どうしたら、地域の人たちに、そういう子どもを一緒に抱えてくれるんだろう?と考えて動く中本さん。

自らいろいろな役員を引き受けたり地域の行事に参加したり、

時には子どもたちにもおいしいものを食べさせるといって、地域活動にも参加させたりすることからはじめたのだそう。

なんでもそうですが、やはり、私たちのほうからまず変わらないことには、始まらない。地域の場合も同じなんです。

どんな人からでも学ぶことはできる。

相手が子どもでも大人であっても、こちらが関心を持ちさえすれば、人はどんな人からでも学ぶことはできます。

自分の理想とするようなタイプの人としか付き合わないのは、少し下手な生きかたではないかと思うんです。

「あんた、ご飯食うたん?」の感想

こんな家庭的な雰囲気、いいなぁ~。

最近よくお話する81歳の方がいるのだけれど、中本さんにしてもその方にしても、言葉に重みがあるんです。

写真のポイント注釈 |

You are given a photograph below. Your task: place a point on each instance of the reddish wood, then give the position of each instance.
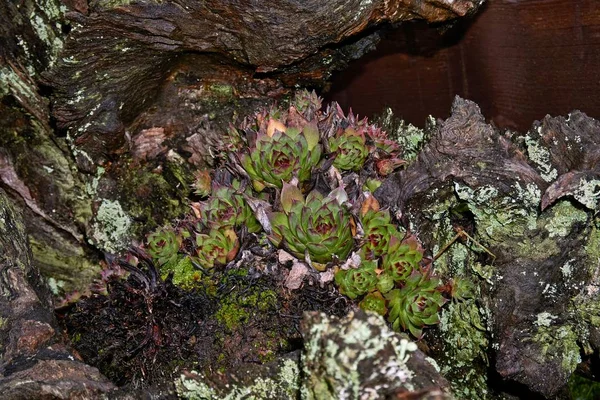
(520, 60)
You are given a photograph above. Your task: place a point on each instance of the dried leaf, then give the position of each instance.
(296, 276)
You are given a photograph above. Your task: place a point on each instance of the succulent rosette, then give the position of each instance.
(355, 282)
(227, 208)
(318, 226)
(218, 247)
(416, 304)
(374, 302)
(351, 149)
(380, 234)
(281, 153)
(163, 246)
(386, 152)
(401, 261)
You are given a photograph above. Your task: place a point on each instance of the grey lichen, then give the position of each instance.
(334, 350)
(540, 156)
(284, 384)
(111, 228)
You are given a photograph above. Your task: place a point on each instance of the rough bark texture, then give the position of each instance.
(129, 82)
(518, 60)
(531, 201)
(34, 363)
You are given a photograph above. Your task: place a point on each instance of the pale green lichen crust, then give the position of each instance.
(540, 156)
(356, 357)
(111, 228)
(335, 349)
(284, 384)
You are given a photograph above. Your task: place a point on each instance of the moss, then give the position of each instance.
(185, 275)
(236, 310)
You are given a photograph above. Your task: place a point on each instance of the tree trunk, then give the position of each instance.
(109, 107)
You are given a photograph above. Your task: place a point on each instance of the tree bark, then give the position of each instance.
(108, 107)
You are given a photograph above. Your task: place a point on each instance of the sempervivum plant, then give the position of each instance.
(280, 152)
(317, 226)
(217, 247)
(380, 234)
(350, 148)
(374, 302)
(400, 261)
(355, 282)
(227, 208)
(163, 246)
(416, 304)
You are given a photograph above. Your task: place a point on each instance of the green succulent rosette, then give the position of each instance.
(227, 208)
(355, 282)
(218, 247)
(163, 246)
(400, 262)
(380, 234)
(416, 304)
(374, 302)
(351, 149)
(281, 153)
(318, 226)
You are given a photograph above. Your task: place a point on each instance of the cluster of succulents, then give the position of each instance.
(302, 177)
(390, 280)
(316, 226)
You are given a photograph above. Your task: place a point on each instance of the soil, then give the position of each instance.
(144, 335)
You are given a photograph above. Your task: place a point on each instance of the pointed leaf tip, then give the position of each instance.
(290, 194)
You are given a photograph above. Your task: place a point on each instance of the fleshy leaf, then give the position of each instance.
(290, 195)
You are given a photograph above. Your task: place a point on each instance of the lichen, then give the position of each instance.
(334, 351)
(558, 342)
(111, 228)
(466, 344)
(563, 216)
(410, 138)
(285, 383)
(544, 319)
(540, 156)
(588, 193)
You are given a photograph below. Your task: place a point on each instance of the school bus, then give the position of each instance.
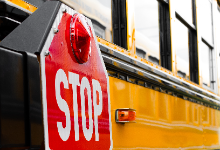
(163, 62)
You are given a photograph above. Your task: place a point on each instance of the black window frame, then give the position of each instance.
(210, 45)
(192, 34)
(165, 38)
(119, 23)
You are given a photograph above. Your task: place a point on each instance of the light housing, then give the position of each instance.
(125, 115)
(80, 38)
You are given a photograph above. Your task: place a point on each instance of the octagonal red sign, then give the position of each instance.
(75, 95)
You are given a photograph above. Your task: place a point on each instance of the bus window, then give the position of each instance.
(99, 11)
(147, 30)
(206, 49)
(185, 39)
(184, 7)
(152, 31)
(182, 50)
(205, 56)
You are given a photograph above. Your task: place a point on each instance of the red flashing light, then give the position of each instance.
(80, 38)
(125, 115)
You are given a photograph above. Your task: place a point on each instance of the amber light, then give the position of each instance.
(125, 115)
(80, 38)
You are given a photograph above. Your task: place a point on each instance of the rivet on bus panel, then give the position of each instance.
(55, 30)
(64, 10)
(47, 53)
(125, 115)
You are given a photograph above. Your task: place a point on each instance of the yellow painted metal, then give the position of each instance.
(24, 5)
(162, 121)
(130, 26)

課題概要 A |
次の(i)〜(iii)がそれぞれ本文の内容と一致するかを「はい」か「いいえ」で答え、判断の根拠となる本文の言葉をそのまま引用してください。
(i) 中本さんは、自分から進んでいろいろな役員を引き受けた。
(ii) 最近よく話す相手として挙げられているのは、81歳の方である。
(iii) 自分の理想とするタイプの人とだけ付き合うのがよいと、本文では述べられている。
課題概要 B | 本文の「なんでもそうですが、やはり、」から「かたではないかと思うんです。」までの部分全体を、「地域」を「町内」に置き換えて書き直してください。

記述解答 A |
(i) はい。「自らいろいろな役員を引き受けたり」
(ii) はい。「最近よくお話する81歳の方がいる」
(iii) いいえ。「自分の理想とするようなタイプの人としか付き合わないのは、少し下手な生きかたではないかと思うんです。」

記述解答 B |
なんでもそうですが、やはり、私たちのほうからまず変わらないことには、始まらない。町内の場合も同じなんです。

どんな人からでも学ぶことはできる。

相手が子どもでも大人であっても、こちらが関心を持ちさえすれば、人はどんな人からでも学ぶことはできます。

自分の理想とするようなタイプの人としか付き合わないのは、少し下手な生きかたではないかと思うんです。